• **Instructions for the task**: Each line below containing the word "positive" needs to be shown.

START Exercise materials

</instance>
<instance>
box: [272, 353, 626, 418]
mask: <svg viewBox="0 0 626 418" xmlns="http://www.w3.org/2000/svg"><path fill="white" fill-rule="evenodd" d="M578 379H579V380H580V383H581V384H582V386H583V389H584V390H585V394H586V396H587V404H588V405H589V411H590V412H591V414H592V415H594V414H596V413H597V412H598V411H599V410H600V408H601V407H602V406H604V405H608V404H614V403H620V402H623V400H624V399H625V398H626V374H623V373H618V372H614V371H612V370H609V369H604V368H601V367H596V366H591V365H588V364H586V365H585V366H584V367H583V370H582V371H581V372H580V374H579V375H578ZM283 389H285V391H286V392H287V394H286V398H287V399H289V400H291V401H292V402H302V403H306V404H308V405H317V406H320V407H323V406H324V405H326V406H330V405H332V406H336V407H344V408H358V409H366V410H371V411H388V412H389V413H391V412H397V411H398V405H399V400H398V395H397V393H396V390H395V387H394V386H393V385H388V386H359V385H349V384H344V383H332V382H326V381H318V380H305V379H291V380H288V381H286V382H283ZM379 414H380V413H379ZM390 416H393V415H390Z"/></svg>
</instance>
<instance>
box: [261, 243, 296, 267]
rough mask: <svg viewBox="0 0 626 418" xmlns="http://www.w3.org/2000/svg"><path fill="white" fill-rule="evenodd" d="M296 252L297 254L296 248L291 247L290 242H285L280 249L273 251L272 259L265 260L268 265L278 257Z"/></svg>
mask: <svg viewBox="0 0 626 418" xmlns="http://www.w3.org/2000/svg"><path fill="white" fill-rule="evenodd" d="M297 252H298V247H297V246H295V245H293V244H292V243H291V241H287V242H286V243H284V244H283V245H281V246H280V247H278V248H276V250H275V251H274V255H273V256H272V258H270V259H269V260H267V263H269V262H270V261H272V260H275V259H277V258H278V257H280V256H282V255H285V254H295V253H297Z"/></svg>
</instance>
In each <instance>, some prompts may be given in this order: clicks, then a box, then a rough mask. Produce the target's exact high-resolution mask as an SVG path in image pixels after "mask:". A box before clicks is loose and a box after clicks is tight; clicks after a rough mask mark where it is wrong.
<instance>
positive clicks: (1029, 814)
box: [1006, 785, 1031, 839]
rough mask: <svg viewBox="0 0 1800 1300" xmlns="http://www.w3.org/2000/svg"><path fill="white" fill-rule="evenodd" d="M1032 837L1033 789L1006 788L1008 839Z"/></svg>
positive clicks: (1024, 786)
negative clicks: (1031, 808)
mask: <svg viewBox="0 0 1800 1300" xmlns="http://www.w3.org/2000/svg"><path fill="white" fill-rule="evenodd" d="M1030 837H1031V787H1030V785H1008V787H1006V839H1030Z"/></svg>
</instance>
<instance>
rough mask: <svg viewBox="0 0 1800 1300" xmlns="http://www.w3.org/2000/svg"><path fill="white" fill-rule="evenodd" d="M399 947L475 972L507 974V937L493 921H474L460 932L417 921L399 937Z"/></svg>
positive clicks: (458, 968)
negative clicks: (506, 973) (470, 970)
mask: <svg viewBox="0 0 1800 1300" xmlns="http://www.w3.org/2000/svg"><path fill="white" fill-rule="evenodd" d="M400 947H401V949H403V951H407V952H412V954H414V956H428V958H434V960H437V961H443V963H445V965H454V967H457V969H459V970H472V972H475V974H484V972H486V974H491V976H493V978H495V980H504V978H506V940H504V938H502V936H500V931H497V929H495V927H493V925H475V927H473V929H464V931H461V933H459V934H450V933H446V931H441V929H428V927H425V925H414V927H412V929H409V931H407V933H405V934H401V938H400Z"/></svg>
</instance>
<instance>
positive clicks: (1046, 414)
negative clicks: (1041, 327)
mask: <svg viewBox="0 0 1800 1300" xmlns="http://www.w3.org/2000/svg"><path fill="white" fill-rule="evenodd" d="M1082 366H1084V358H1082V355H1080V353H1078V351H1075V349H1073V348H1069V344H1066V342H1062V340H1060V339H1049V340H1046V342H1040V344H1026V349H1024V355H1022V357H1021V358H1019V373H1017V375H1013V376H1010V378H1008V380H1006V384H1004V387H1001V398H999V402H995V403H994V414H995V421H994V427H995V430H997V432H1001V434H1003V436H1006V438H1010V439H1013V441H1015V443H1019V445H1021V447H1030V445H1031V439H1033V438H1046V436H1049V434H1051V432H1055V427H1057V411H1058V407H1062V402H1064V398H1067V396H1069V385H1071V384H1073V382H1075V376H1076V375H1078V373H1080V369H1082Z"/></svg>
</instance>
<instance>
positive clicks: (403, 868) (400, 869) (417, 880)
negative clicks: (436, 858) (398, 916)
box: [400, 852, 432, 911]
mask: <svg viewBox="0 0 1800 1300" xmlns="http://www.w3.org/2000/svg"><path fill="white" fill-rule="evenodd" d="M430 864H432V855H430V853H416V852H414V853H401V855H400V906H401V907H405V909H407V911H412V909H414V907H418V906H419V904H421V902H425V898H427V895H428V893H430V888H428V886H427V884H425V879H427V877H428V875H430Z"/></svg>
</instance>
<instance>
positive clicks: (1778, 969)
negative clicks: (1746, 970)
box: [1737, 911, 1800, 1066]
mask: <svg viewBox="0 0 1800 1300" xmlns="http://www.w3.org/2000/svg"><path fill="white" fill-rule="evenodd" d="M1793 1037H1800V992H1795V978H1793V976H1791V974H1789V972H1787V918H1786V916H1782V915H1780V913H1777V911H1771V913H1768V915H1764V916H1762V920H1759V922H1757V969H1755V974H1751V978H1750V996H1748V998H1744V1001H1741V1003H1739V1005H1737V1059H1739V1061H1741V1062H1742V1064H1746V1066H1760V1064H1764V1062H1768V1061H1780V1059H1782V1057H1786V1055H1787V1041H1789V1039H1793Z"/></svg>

END Exercise materials

• **Exercise output**:
positive clicks: (1029, 814)
positive clicks: (1024, 786)
positive clicks: (458, 968)
positive clicks: (1046, 414)
positive clicks: (403, 868) (400, 869) (417, 880)
positive clicks: (1778, 969)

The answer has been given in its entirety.